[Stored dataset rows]
▼▼▼

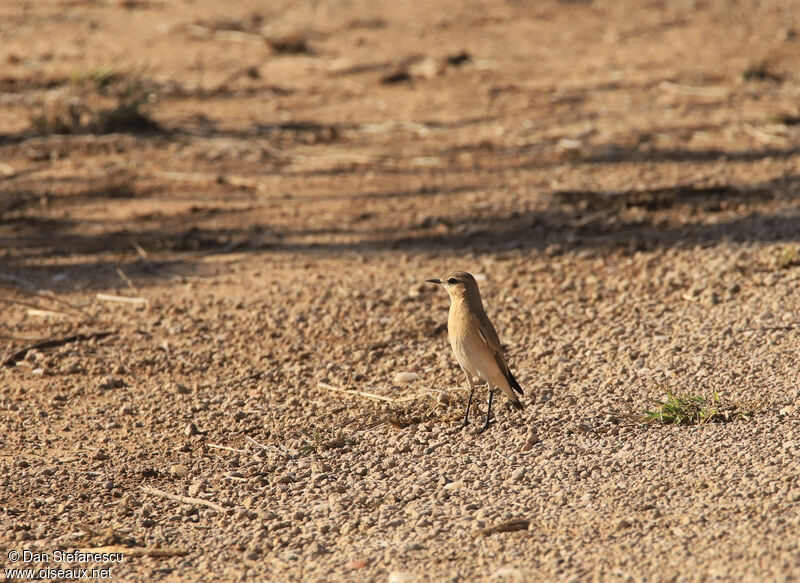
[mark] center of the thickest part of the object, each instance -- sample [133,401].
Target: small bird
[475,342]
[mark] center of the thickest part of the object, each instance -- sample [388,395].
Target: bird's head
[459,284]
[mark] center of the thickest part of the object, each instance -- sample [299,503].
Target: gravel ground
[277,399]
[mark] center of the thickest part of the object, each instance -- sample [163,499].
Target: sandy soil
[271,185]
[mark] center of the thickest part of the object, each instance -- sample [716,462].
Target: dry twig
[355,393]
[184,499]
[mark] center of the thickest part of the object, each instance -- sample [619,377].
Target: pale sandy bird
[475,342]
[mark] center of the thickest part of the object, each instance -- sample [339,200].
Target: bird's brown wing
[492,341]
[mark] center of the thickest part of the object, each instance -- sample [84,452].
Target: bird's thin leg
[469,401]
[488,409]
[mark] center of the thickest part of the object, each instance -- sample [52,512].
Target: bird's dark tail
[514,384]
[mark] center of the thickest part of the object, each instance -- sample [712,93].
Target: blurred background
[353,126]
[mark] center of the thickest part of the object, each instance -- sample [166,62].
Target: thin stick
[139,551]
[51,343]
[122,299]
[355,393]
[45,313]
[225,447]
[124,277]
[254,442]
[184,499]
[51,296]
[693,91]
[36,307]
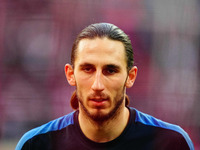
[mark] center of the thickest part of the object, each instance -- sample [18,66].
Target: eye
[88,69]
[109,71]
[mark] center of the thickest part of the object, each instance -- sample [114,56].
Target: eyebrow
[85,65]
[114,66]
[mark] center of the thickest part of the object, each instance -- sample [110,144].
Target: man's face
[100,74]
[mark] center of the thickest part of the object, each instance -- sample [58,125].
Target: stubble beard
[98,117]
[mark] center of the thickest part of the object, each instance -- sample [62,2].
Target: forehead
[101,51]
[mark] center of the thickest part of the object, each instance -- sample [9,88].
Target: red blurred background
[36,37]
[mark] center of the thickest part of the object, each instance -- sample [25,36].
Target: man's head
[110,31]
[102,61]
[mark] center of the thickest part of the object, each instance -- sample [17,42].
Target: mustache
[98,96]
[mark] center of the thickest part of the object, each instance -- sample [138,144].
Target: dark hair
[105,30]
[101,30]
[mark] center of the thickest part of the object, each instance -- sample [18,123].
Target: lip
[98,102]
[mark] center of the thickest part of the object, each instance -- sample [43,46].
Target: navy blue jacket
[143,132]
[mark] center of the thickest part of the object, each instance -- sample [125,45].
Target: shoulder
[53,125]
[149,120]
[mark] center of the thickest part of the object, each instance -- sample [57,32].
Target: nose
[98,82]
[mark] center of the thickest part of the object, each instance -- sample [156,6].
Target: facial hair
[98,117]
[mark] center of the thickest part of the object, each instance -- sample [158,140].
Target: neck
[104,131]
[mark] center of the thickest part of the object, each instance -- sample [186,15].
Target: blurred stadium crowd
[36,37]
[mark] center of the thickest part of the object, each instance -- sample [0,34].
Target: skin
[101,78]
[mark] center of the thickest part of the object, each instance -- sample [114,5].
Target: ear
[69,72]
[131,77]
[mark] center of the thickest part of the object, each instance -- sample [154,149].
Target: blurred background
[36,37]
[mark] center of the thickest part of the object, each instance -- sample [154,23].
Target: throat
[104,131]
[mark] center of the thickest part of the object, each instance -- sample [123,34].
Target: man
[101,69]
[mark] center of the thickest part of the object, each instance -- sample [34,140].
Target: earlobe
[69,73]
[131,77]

▲▲▲

## GIVEN REQUEST
Can you write out the rows from the line containing "-- sample [154,149]." through the end of the rows, inclusive, replacing "throat" with "neck" and leaving everything else unchanged?

## SOLVED PROBLEM
[mark] center of the thickest part of the object, each instance -- sample [154,149].
Target: blurred background
[36,37]
[mark] center of the thickest part of the object, each instance -- sample [154,23].
Target: neck
[104,131]
[mark] center of the thickest part of the object, each instance -- sample [123,34].
Target: man
[101,69]
[mark] center of the thickest part of the object, each instance -- sample [34,140].
Target: earlobe
[69,73]
[131,77]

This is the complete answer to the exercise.